# PROVIDED RECORDS start
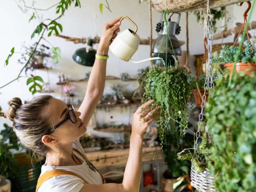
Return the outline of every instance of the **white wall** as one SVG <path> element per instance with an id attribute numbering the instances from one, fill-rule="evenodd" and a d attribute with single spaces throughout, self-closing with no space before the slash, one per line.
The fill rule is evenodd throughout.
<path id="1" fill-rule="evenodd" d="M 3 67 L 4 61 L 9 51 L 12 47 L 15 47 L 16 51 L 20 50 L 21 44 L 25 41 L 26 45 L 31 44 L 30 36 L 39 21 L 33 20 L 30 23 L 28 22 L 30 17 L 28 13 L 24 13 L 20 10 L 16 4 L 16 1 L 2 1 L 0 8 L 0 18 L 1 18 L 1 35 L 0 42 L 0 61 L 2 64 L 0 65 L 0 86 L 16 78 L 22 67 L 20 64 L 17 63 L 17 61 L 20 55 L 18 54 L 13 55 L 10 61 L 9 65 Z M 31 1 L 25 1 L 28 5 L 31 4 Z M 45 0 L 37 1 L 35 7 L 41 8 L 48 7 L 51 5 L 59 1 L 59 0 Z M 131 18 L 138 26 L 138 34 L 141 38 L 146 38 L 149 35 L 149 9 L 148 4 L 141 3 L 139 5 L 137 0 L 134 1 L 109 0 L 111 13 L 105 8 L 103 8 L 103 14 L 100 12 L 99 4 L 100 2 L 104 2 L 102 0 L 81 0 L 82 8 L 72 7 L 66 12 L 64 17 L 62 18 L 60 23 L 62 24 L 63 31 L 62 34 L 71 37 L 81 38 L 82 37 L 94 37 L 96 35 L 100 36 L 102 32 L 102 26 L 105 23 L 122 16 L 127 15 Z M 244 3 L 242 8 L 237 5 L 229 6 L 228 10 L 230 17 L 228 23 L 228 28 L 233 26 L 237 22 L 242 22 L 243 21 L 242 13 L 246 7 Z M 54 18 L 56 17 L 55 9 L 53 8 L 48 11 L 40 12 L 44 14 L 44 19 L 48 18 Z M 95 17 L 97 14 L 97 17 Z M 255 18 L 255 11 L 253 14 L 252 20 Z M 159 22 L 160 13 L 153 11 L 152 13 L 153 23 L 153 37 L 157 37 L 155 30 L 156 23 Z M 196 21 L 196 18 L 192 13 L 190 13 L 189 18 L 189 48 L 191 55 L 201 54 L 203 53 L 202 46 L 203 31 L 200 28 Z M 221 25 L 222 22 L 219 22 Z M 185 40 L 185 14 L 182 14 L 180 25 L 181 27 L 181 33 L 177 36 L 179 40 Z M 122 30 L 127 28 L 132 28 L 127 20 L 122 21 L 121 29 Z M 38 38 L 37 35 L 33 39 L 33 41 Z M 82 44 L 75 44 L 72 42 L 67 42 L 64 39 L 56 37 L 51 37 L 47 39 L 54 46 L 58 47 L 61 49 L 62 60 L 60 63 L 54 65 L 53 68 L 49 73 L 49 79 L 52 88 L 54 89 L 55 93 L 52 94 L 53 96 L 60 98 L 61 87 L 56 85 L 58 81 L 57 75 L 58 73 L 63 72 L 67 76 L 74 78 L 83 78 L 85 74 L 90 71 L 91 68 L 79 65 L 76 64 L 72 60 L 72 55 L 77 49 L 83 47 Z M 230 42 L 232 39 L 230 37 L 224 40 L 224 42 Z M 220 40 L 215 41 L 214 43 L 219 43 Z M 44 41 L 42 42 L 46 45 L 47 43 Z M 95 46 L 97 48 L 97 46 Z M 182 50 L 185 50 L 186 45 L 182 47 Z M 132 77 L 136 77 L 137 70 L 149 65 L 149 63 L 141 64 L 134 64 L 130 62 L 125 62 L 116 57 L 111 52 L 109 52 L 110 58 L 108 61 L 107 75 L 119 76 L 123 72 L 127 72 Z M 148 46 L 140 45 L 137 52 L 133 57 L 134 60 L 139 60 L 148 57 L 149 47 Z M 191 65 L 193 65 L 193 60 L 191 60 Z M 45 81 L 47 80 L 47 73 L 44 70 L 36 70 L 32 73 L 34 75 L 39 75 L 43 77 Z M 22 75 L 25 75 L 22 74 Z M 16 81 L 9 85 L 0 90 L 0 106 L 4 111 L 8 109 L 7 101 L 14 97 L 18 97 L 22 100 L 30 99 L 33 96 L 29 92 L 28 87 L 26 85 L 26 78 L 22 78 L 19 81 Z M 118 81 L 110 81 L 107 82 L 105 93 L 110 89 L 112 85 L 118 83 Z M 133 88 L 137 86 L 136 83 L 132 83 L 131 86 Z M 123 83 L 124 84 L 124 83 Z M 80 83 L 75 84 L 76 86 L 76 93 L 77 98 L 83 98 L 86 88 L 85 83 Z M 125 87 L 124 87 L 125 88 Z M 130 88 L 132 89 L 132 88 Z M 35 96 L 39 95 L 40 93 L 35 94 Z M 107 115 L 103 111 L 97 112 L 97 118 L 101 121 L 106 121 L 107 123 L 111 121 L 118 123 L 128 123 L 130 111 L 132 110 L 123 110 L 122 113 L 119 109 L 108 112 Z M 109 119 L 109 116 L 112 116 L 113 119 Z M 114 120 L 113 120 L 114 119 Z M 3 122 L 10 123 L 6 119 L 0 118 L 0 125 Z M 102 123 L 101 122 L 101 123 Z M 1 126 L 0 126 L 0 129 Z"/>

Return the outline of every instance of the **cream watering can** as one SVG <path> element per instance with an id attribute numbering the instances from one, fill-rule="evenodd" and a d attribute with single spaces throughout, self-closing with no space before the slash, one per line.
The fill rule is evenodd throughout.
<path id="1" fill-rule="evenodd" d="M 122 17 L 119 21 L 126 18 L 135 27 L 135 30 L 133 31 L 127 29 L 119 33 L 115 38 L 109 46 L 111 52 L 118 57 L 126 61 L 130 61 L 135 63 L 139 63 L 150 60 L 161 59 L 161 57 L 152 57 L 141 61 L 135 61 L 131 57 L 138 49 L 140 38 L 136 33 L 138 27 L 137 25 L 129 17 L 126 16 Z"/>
# PROVIDED RECORDS end
# PROVIDED RECORDS start
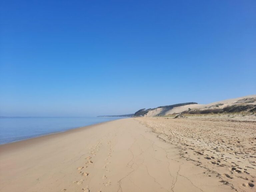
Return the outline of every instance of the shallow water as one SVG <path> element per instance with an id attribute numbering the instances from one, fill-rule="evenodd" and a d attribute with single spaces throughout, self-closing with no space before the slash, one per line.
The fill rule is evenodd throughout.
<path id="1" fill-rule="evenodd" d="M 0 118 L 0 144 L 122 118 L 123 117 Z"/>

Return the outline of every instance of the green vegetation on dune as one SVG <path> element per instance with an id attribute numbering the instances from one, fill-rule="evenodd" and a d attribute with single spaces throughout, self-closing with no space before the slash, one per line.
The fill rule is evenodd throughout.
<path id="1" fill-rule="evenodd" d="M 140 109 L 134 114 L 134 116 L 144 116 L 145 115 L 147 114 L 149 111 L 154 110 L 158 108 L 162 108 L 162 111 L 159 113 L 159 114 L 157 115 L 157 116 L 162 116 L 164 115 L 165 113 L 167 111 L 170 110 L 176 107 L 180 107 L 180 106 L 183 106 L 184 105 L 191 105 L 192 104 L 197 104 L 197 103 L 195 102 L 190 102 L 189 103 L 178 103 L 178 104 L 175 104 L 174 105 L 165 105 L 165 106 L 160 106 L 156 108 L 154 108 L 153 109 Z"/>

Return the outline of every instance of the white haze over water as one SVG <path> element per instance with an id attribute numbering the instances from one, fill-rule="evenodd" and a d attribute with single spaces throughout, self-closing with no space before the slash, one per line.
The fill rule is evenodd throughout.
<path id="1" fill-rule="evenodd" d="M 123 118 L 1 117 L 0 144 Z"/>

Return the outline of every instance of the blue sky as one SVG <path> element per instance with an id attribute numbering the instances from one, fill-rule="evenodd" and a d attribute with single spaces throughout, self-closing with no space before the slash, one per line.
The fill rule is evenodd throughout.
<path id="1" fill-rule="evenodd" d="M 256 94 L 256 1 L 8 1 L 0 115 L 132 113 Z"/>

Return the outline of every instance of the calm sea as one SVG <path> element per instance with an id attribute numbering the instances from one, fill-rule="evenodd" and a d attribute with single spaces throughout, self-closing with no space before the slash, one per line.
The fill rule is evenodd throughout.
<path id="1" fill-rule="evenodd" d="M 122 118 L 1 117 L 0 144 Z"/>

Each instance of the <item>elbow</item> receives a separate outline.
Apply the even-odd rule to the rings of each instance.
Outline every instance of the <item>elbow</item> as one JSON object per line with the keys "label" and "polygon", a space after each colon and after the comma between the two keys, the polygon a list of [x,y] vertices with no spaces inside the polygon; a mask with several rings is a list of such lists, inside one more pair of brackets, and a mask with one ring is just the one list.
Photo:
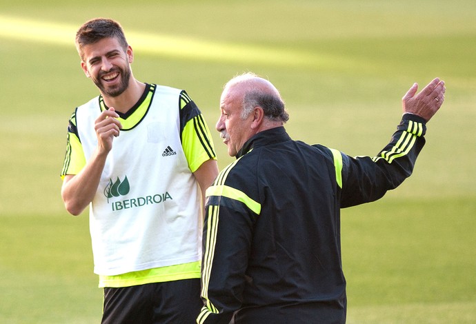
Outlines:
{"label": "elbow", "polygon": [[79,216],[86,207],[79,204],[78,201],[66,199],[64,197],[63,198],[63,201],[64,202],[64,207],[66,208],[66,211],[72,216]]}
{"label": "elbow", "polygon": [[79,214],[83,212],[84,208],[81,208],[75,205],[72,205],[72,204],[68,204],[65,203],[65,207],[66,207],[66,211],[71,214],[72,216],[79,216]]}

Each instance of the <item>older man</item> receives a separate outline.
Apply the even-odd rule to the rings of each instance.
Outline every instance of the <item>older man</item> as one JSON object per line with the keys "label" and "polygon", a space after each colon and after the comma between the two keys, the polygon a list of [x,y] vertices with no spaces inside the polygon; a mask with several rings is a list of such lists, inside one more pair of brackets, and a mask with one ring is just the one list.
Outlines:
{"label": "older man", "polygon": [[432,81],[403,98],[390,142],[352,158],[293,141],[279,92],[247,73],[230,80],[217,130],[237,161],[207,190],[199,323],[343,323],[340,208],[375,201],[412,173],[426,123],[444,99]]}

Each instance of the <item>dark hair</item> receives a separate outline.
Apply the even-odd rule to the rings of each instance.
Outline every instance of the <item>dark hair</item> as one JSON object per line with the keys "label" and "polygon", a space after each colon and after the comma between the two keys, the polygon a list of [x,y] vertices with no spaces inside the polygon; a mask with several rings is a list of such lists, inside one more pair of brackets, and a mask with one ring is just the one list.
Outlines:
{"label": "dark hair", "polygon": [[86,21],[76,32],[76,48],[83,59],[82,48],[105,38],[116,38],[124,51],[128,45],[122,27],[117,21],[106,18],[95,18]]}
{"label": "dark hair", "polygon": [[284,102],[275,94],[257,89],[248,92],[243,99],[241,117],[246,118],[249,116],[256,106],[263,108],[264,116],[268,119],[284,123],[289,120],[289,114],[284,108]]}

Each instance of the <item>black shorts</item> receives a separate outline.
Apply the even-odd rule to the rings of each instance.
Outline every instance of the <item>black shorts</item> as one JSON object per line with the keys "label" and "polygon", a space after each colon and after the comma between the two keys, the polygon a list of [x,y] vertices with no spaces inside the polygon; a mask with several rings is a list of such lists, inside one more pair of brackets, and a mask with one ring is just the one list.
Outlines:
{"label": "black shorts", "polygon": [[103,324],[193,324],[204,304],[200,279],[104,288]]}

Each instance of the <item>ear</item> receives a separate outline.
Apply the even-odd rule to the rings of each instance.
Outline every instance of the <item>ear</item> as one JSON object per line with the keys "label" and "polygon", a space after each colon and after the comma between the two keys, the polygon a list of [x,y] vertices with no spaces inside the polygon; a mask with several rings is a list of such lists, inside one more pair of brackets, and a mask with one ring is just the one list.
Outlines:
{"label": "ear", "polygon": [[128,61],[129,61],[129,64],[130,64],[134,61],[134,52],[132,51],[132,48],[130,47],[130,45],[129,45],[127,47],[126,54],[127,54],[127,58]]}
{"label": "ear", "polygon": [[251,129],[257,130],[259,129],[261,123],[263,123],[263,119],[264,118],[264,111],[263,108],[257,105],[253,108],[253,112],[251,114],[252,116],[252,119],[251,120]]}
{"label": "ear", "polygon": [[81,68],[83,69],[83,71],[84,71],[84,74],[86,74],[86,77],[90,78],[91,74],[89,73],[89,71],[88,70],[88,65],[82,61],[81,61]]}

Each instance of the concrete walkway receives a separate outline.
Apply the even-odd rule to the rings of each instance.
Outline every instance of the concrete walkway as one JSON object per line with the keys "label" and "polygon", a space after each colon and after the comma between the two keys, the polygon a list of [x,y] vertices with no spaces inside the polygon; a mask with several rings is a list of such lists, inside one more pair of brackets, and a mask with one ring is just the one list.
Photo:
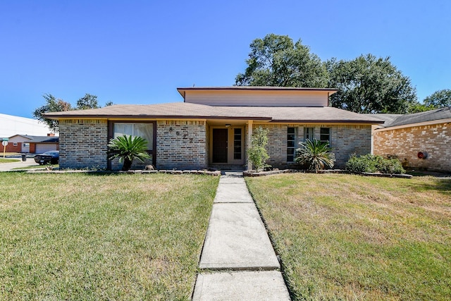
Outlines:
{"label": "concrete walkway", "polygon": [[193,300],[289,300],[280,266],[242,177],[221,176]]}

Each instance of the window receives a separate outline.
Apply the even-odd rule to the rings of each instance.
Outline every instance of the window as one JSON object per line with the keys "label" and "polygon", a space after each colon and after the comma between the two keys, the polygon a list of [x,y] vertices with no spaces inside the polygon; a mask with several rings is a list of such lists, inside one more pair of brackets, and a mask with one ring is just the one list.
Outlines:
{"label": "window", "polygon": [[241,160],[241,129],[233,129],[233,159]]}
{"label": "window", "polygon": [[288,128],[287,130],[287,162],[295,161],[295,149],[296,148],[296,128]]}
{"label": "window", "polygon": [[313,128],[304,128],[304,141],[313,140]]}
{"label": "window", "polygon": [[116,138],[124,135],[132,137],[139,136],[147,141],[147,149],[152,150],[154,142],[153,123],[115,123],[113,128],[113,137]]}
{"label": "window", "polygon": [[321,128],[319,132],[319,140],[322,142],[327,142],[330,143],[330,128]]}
# PROVIDED RECORDS end
# PROVIDED RECORDS start
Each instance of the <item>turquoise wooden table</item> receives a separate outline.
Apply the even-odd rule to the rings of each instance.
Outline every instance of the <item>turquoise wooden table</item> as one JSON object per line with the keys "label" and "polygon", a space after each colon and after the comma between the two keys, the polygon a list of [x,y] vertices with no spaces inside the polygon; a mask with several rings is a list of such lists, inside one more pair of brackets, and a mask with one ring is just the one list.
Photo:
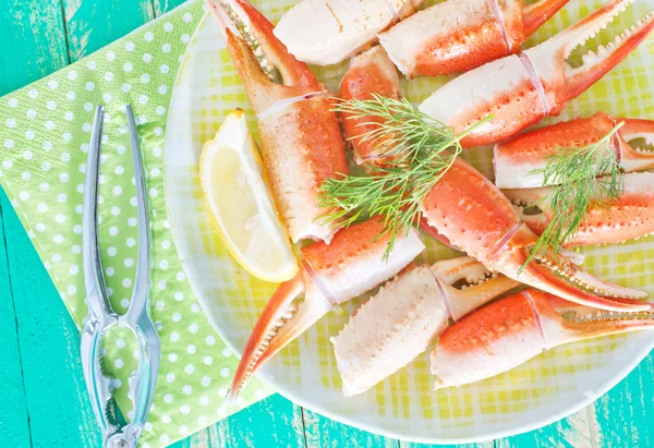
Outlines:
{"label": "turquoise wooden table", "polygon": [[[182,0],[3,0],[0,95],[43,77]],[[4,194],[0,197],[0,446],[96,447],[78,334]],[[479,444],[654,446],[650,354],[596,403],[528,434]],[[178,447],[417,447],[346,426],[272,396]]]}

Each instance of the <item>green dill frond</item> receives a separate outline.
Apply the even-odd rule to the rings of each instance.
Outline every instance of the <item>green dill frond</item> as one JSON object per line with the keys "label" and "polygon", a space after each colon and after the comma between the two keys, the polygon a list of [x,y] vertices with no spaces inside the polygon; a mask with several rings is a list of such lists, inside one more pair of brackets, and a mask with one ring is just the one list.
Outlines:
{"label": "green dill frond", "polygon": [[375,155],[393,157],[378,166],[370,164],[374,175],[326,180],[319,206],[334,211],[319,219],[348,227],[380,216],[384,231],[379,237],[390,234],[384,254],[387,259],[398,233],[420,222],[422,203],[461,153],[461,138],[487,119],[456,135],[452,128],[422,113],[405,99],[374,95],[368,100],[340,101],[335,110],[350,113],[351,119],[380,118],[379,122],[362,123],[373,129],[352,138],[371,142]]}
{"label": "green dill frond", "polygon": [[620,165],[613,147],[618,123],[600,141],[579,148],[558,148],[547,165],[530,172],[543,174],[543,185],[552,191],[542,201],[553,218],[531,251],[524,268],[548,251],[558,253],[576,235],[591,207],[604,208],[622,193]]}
# PROVIDED RECORDS end
WRITTEN INSTRUCTION:
Please copy out the lines from the one containing "Return the outline of every instance of the **cream" up to and including the one containing "122 17 L 119", unchanged.

ANSWER TO THE EXERCISE:
Return the outline of every instance of the **cream watering can** as one SVG <path> element per instance with an id attribute numbering the instances from one, fill-rule="evenodd" and a d attribute with single spaces throughout, self-closing with no space before the slash, one per line.
The fill rule is evenodd throughout.
<path id="1" fill-rule="evenodd" d="M 122 17 L 119 21 L 126 18 L 135 27 L 135 30 L 133 31 L 127 29 L 119 33 L 115 38 L 109 46 L 111 52 L 118 57 L 126 61 L 130 61 L 135 63 L 139 63 L 150 60 L 161 59 L 161 57 L 152 57 L 141 61 L 135 61 L 131 57 L 138 49 L 140 38 L 136 33 L 138 27 L 137 25 L 129 17 L 126 16 Z"/>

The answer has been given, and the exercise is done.